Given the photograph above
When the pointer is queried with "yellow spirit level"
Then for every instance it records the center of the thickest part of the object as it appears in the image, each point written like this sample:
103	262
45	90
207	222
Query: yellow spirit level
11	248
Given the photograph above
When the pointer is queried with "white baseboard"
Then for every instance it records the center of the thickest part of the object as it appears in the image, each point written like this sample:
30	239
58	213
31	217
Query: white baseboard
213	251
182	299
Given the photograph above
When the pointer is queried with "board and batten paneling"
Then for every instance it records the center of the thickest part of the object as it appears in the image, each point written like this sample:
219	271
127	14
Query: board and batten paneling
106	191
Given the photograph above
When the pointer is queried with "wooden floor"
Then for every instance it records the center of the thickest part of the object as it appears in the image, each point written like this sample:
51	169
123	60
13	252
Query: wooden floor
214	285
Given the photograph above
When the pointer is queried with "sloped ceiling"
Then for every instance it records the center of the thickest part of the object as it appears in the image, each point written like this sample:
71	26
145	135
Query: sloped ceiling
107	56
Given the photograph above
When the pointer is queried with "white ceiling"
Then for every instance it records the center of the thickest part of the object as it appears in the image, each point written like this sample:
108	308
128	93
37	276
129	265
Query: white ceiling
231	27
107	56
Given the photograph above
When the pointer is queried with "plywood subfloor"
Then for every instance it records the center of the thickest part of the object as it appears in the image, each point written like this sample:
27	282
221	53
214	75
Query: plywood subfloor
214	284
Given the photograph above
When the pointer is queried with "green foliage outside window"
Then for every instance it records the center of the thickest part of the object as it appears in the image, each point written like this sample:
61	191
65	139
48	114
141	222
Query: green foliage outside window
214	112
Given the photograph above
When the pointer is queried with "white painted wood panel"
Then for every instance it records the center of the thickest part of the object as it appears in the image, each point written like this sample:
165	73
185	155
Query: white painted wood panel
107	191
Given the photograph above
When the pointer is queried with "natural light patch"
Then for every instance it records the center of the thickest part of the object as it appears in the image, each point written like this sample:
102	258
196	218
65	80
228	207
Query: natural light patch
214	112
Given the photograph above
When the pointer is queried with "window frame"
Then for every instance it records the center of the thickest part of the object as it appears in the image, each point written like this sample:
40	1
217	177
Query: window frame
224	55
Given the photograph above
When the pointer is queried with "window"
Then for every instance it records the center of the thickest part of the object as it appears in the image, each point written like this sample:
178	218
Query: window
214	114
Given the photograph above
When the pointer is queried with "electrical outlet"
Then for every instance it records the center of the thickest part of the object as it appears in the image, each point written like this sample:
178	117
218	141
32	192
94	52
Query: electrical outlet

### TASK BRIEF
Copy the material above verbatim.

### SOLUTION FOR THIS PROBLEM
Given the photograph above
When the pointer is queried with "yellow spirit level"
Then for every instance it records the center of the thickest part of the object as it appears in the image, each point written like this sample:
103	262
45	90
207	222
Query: yellow spirit level
11	248
Given the photograph above
When the pointer is queried with "white baseboard"
Then for every instance it records the center of the thickest part of the object as it appears in the image, each point written like this sample:
30	239
58	213
31	217
Query: white baseboard
213	251
182	299
Given the photograph above
When the pointer is queried with "board and batten paneling"
Then for every instance it records the center of the thickest part of the object as it appears in the image, each point written like this sample:
219	271
127	14
Query: board and batten paneling
106	191
Given the photograph above
When the pointer is queried with "wooden floor"
Then for every instance it records the center of the thickest part of the object as it appears in the image, each point written like this sample:
51	169
123	60
13	252
Query: wooden floor
214	285
Given the photograph above
When the pointer is queried with "sloped ceiling"
Then for every instance it records the center of the thickest part of the object as it appears in the image, each point written like this sample:
71	26
145	135
Query: sloped ceiling
107	56
Given the photograph above
When the pointer is queried with "white ceiling"
Then for every instance it records the center of the thickest part of the object as it appears in the image, each point written like this sample:
108	308
128	93
37	276
129	265
Query: white ceiling
231	27
107	56
Given the photograph above
When the pointer is queried with "plywood subfloor"
Then for every instance it records the center of the thickest part of the object as it appears in the image, each point written like this sample:
27	282
221	53
214	75
Query: plywood subfloor
214	284
Given the photograph above
When the pointer is queried with "green foliage outside window"
Then for every instance it records the center of the thickest part of the object as it appears in the image, each point written like this sample:
61	191
65	139
48	114
141	222
Query: green foliage outside window
214	112
Given the photograph above
When the pointer is queried with "white painted wood panel"
Then for every instance it records the center of the thickest part of the object as it appears in the image, each point written like this sample:
165	73
185	155
Query: white painted wood panel
107	191
Given the photograph above
When the pointer is queried with "natural light patch"
Then for every instance it records the center of the thickest part of the object as it appears in the image, each point written like this sample:
102	258
196	218
65	80
228	207
Query: natural light patch
214	112
Given the photograph above
When the pointer is queried with "window frame"
Then for every instance it records the center of the thickest part of the object as it appears in the image, each point written like this sample:
40	1
217	177
Query: window frame
224	55
Given the photograph above
When the pointer is queried with "window"
Then for every instance it records the center of the thickest part of the object as it appears in the image, each point written like this sample:
178	218
Query: window
214	114
Given the photograph above
When the pointer is queried with "electrical outlet"
Then for every instance it records the center of the thickest part of the object as it appears in the image, each point written like this sample:
178	117
218	141
32	192
94	52
Query: electrical outlet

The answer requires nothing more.